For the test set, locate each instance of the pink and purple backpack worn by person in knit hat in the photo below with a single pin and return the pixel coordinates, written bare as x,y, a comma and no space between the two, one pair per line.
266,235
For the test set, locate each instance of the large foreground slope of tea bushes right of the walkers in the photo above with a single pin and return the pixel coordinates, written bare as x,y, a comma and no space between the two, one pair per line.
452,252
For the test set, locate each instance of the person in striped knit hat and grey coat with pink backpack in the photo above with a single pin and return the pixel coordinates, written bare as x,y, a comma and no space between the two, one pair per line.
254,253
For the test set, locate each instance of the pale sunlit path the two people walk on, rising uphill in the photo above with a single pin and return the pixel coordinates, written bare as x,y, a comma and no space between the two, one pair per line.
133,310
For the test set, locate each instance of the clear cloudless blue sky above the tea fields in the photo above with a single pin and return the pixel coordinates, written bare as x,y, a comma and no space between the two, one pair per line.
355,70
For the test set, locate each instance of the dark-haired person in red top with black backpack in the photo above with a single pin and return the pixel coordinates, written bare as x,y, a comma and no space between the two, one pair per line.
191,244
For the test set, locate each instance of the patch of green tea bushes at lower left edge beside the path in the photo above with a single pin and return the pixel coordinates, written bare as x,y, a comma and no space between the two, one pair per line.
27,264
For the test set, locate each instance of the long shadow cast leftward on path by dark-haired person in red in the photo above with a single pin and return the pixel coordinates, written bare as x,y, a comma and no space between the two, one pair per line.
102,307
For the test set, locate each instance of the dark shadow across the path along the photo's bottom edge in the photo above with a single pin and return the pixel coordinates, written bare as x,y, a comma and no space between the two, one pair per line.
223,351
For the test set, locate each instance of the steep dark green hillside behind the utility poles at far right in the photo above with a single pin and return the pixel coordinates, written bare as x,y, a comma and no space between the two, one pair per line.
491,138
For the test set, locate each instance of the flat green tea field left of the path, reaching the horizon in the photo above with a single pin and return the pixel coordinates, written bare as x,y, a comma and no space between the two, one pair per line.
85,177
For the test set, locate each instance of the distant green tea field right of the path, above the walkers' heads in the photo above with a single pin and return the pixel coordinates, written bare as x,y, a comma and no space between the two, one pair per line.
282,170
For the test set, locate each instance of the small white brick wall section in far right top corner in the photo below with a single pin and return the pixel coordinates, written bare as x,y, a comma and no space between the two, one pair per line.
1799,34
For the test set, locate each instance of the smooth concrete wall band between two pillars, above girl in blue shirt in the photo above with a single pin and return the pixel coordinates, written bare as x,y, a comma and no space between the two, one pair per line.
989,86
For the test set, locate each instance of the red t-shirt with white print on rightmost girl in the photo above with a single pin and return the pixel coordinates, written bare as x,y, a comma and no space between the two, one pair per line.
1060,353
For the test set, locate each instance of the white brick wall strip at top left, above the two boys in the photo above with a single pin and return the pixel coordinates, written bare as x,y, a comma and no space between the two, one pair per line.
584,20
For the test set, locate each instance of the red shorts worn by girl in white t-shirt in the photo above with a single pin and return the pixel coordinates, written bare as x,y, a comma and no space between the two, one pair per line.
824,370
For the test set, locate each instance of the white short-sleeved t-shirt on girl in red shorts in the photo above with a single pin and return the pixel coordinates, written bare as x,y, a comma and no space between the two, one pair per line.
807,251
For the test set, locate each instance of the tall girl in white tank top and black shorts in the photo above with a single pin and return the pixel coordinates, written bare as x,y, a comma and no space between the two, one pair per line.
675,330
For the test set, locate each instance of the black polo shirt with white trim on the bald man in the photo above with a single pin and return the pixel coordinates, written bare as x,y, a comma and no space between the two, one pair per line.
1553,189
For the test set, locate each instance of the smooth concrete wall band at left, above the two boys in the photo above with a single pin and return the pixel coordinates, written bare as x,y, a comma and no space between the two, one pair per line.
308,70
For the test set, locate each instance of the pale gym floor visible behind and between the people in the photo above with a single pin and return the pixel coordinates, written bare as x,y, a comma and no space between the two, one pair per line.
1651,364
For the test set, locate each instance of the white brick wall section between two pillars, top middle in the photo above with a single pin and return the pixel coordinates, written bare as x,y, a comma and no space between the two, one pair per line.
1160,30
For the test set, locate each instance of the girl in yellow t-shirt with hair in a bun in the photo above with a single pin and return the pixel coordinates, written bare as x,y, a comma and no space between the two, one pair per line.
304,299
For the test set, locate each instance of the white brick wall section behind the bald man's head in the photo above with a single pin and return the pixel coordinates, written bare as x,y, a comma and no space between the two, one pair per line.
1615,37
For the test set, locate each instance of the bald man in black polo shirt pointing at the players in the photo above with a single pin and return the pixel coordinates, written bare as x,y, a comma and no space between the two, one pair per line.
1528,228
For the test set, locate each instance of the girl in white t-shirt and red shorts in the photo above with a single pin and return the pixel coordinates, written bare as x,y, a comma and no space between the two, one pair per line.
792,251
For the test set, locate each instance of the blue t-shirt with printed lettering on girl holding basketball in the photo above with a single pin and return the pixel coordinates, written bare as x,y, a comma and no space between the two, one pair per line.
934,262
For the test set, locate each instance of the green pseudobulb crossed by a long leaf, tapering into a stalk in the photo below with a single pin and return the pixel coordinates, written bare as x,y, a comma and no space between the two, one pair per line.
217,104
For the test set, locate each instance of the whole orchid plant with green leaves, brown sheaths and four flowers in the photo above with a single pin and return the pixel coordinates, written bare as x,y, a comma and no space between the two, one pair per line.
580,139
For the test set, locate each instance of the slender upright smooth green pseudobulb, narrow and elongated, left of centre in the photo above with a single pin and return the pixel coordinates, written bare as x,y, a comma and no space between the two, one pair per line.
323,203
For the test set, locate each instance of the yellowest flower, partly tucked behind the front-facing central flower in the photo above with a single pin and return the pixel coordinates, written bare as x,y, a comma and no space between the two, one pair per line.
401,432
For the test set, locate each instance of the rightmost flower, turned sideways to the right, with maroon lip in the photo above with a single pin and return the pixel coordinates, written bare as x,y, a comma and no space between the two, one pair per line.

##########

▶ **Problem statement**: The records above need to be output again, verbatim.

▶ **Answer section**:
For the test set, locate each instance of the pink and purple backpack worn by person in knit hat in the photo below with a single pin and return the pixel coordinates, written bare as x,y, a comma and no space between the two, one pair per line.
266,235
For the test set, locate each instance of the large foreground slope of tea bushes right of the walkers in the photo above with a single pin and return the pixel coordinates, written bare as x,y, a comma and no space between the two, one pair per line.
452,252
For the test set, locate each instance of the person in striped knit hat and grey coat with pink backpack in the photo above with a single pin and return the pixel coordinates, written bare as x,y, a comma and no space between the two, one pair per line.
254,253
For the test set, locate each instance of the pale sunlit path the two people walk on, rising uphill in the photo above with a single pin and return the pixel coordinates, written bare as x,y, a comma and no space between the two, one pair per line.
133,310
For the test set, locate each instance of the clear cloudless blue sky above the tea fields in the photo above with a single pin and return the pixel coordinates, written bare as x,y, a comma and no space between the two, one pair per line.
355,70
For the test set, locate each instance of the dark-haired person in red top with black backpack in the photo above with a single pin and return the pixel coordinates, written bare as x,y, a comma and no space between the two, one pair per line.
191,244
For the test set, locate each instance of the patch of green tea bushes at lower left edge beside the path in the photo above with a single pin and return the pixel coordinates, written bare as x,y, a comma and no space between the two, one pair per line.
27,264
For the test set, locate each instance of the long shadow cast leftward on path by dark-haired person in red in the photo above with a single pin and return the pixel coordinates, written bare as x,y, a comma and no space between the two, one pair per line.
102,307
For the test set, locate each instance of the dark shadow across the path along the photo's bottom edge in the photo above with a single pin and return the pixel coordinates, written bare as x,y, a comma and no space between the two, one pair per line.
223,351
For the test set, locate each instance of the steep dark green hillside behind the utility poles at far right in the photo above with a single pin and return the pixel coordinates, written bare as x,y, a comma and no space between the two, one pair per line.
491,138
For the test set, locate each instance of the flat green tea field left of the path, reaching the horizon in the photo above with a single pin and return the pixel coordinates, written bare as x,y, a comma and no space between the two, one pair per line.
85,177
For the test set, locate each instance of the distant green tea field right of the path, above the walkers' heads in the photo above with a single pin and return the pixel coordinates, written bare as x,y, a comma and no space between the two, one pair per line.
282,170
For the test set, locate each instance of the small white brick wall section in far right top corner in the photo below with a single pin and return the pixel coordinates, written bare as x,y, a comma and no space between the two, one pair per line.
1799,34
For the test set, locate each instance of the smooth concrete wall band between two pillars, above girl in blue shirt in the photo above with a single pin and return the pixel coordinates, written bare as x,y, a comma and no space between the two, one pair per line.
989,86
For the test set, locate each instance of the red t-shirt with white print on rightmost girl in the photo above with a single pin and return the pixel coordinates, written bare as x,y, a comma and no space between the two, one pair per line.
1060,353
For the test set, locate each instance of the white brick wall strip at top left, above the two boys in the photo above with a single pin and return the pixel coordinates, written bare as x,y, a comma and no space between the two, one pair per line.
584,20
For the test set, locate each instance of the red shorts worn by girl in white t-shirt in the photo above with a single pin and return the pixel coordinates, written bare as x,y, a comma and no space between the two, one pair per line.
824,370
For the test set, locate each instance of the white short-sleeved t-shirt on girl in red shorts in the photo above with a single pin and return the pixel coordinates, written bare as x,y, a comma and no space between the two, one pair per line.
807,251
For the test set, locate each instance of the tall girl in white tank top and black shorts in the photo above with a single pin and return the pixel coordinates, written bare as x,y, a comma and no space between the two, one pair per line.
675,330
For the test set, locate each instance of the black polo shirt with white trim on the bald man in the photo above with a single pin and return the pixel coordinates, written bare as x,y, a comma and no space between the two, one pair per line.
1553,189
For the test set, locate each instance of the smooth concrete wall band at left, above the two boys in the photo above with a single pin and return the pixel coordinates, written bare as x,y, a comma and no space between the two, one pair per line.
308,70
For the test set, locate each instance of the pale gym floor visible behind and between the people in the photo above with a single pin and return the pixel coordinates, written bare as x,y, a comma and no space between the two, one pair per line.
1651,364
For the test set, locate each instance of the white brick wall section between two pillars, top middle in the photo above with a single pin and return the pixel coordinates, written bare as x,y, a comma and no space between the two, one pair per line.
1160,30
For the test set, locate each instance of the girl in yellow t-shirt with hair in a bun in the photo above with a single pin and return the pixel coordinates, written bare as x,y, a comma and no space between the two, one pair per line.
304,299
For the test set, locate each instance of the white brick wall section behind the bald man's head in the photo above with a single pin and return the pixel coordinates, written bare as x,y, a comma and no space between the two, one pair per line.
1615,37
For the test set, locate each instance of the bald man in black polo shirt pointing at the players in the photo above with a single pin and return the pixel coordinates, written bare as x,y, a comma and no space between the two, one pair per line.
1528,228
For the test set, locate each instance of the girl in white t-shirt and red shorts in the photo above with a single pin and return the pixel coordinates, written bare as x,y, a comma and no space between the two, one pair per line.
792,251
For the test set, locate each instance of the blue t-shirt with printed lettering on girl holding basketball in the photo above with a single pin and return the pixel coordinates, written bare as x,y, a comma and no space between the two, one pair per line.
934,262
For the test set, locate each instance of the green pseudobulb crossed by a long leaf, tapering into a stalk in the photo below with a single pin and return the pixel coordinates, written bare as x,y, a comma and no space between the two, one pair per line.
217,104
For the test set, locate each instance of the whole orchid plant with green leaves, brown sheaths and four flowers in the photo above with a single pin and return the pixel coordinates, written bare as x,y, a comma and no space between the two, one pair per line.
580,139
For the test set, locate each instance of the slender upright smooth green pseudobulb, narrow and elongated, left of centre in the photo above with a single pin and return the pixel coordinates, written bare as x,y, a comma and no space between the two, one pair per line.
323,203
For the test set, locate each instance of the yellowest flower, partly tucked behind the front-facing central flower in the photo above with a single pin and return the pixel coordinates, written bare as x,y, a comma and no space between the two, one pair per line.
401,432
For the test set, locate each instance of the rightmost flower, turned sideways to the right, with maroon lip in the photo above with a single pin and return the pixel coordinates, written bare as x,y, a comma and no space between the two, one pair per line.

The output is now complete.